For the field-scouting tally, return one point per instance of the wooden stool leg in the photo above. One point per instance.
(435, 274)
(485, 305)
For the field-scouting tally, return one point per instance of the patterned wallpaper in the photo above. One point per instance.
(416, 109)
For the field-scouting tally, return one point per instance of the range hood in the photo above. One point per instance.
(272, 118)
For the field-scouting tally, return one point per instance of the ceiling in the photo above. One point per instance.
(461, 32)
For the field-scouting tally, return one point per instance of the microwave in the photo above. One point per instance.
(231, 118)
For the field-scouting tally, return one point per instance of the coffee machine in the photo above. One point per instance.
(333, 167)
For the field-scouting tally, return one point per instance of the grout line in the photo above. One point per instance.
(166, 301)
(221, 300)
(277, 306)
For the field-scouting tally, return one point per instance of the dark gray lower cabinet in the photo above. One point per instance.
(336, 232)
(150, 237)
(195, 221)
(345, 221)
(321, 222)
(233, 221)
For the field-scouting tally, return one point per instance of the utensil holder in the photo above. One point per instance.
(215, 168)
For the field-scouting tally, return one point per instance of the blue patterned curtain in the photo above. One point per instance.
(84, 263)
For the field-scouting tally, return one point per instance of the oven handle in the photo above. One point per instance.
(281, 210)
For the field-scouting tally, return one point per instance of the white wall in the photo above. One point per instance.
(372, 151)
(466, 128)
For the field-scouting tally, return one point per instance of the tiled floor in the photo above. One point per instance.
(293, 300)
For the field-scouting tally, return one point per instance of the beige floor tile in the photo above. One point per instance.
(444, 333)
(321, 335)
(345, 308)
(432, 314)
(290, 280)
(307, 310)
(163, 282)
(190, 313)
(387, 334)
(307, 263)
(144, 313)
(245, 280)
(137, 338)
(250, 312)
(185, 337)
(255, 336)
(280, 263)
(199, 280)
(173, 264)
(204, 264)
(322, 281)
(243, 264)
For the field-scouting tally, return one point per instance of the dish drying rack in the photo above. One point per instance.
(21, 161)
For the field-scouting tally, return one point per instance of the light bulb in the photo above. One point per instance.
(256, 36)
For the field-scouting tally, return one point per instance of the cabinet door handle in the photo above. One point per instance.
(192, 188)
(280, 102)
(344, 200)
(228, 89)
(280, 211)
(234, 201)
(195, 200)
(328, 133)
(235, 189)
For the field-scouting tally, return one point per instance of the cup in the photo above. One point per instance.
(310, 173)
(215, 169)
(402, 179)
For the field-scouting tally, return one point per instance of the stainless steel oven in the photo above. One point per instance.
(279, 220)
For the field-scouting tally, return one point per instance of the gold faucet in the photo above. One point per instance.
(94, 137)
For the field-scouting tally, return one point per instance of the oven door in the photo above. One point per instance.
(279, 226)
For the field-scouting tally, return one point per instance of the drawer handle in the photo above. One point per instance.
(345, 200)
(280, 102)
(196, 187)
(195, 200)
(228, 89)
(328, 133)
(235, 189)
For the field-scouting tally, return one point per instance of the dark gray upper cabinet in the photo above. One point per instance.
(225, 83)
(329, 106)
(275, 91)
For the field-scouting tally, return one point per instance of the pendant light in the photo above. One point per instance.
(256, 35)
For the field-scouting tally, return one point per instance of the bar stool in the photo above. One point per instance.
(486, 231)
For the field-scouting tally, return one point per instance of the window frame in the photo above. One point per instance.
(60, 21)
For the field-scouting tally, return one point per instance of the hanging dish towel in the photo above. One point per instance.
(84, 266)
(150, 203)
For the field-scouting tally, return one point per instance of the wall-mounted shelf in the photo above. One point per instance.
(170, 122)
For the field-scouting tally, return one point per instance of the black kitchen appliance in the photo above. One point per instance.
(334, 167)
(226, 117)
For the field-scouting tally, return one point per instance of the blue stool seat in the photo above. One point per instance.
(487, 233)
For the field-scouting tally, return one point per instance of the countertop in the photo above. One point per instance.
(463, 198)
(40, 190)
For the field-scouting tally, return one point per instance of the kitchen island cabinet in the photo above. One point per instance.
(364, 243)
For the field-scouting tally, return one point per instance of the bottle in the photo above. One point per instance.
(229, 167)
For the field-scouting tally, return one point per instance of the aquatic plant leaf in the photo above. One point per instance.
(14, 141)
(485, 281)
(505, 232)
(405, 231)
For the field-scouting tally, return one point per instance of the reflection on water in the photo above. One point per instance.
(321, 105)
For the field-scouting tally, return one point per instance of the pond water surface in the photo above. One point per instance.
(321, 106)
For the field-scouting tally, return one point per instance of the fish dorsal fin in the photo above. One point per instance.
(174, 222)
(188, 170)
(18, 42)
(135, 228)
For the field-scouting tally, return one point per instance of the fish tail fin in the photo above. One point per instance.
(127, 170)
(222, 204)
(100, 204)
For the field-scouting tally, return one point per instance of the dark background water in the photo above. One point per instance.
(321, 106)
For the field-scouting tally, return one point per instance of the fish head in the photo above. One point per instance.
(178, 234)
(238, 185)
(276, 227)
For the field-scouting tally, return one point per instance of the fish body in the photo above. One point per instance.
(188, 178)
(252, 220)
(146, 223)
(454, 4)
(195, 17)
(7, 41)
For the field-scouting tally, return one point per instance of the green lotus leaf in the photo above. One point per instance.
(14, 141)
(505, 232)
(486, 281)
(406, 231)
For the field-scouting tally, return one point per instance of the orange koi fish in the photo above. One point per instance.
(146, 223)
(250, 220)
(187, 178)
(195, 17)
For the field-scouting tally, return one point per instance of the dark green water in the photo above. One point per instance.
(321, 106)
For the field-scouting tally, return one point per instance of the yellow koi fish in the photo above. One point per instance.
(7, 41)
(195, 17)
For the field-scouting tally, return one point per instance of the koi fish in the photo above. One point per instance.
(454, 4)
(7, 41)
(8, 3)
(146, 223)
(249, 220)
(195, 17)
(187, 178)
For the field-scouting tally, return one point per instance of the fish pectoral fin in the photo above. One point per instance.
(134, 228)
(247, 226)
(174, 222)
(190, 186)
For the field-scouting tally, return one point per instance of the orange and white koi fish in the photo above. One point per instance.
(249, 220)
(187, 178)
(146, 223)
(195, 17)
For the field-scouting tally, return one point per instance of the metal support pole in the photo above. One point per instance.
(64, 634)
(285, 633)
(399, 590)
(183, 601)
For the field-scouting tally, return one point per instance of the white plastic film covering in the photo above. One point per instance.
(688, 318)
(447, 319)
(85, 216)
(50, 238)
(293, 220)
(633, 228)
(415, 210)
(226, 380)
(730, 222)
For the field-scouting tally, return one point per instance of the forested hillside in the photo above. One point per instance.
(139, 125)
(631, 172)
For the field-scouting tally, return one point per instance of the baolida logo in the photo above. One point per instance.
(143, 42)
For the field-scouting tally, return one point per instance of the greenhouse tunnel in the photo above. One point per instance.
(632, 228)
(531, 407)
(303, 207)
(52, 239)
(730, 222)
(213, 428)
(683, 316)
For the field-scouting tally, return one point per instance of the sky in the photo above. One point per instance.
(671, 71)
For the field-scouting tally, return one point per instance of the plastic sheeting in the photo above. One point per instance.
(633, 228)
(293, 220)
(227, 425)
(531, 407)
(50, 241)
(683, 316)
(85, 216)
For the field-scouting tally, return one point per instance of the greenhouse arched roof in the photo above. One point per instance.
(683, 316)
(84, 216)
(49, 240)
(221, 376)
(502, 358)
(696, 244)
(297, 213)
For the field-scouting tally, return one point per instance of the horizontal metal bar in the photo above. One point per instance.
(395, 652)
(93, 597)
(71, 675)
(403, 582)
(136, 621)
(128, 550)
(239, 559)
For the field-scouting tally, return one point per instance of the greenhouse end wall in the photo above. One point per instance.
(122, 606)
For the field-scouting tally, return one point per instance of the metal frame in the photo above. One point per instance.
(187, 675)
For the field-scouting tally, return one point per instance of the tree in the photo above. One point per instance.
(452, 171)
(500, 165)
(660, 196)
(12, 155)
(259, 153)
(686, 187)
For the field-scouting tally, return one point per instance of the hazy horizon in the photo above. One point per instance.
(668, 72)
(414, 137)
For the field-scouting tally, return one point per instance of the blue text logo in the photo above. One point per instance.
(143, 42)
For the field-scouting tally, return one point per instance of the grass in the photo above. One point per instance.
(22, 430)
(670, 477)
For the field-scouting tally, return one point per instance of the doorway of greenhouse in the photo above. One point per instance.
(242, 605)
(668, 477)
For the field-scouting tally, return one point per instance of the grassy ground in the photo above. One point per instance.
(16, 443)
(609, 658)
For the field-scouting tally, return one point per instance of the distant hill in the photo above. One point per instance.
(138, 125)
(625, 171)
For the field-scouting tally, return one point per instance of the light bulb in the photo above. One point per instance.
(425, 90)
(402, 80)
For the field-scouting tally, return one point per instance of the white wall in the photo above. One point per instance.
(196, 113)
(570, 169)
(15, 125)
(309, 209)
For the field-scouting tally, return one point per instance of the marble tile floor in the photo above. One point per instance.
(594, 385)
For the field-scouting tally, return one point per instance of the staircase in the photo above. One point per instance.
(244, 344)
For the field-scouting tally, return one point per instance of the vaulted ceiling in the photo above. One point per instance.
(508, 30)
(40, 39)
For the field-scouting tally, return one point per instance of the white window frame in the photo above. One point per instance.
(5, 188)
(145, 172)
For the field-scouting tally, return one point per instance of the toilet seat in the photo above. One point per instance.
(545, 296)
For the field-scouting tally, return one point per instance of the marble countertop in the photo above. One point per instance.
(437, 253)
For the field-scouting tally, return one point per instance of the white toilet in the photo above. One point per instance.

> **What is needed**
Pull out every line from the one with "the white window" to the end of the listing, and output only those.

> **Output for this exercise**
For the field-scouting tally, return one point per instance of the white window frame in the photo above. One point per instance.
(5, 188)
(145, 172)
For the field-scouting tally, return one point per instance of the toilet seat in the photo above. One point per instance.
(545, 296)
For the field-scouting tally, return one point per instance of the marble countertop in the photo above. One point per instance.
(437, 253)
For the field-scouting tally, return one point per instance of the white toilet in the photo above. One point per instance.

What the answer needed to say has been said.